*Coordinate annotation data*.
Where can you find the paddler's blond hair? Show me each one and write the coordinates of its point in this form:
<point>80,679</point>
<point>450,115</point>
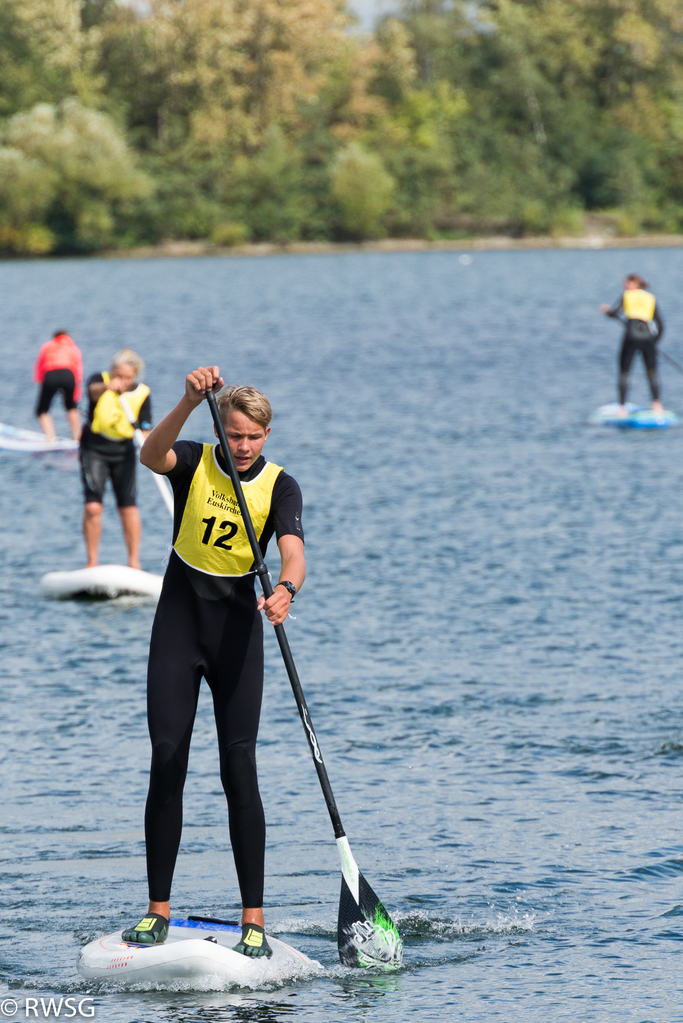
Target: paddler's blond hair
<point>131,358</point>
<point>248,401</point>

*TASK REQUIREMENTS*. Retype the lines of the data above verbatim, leaving the pictures out of your answer.

*RESPONSE TO THIS EXERCISE*.
Where can you find the paddler's blond hair? Show me each one and write the coordinates of its point in this form:
<point>80,679</point>
<point>450,115</point>
Target: paddler's blond hair
<point>131,358</point>
<point>248,401</point>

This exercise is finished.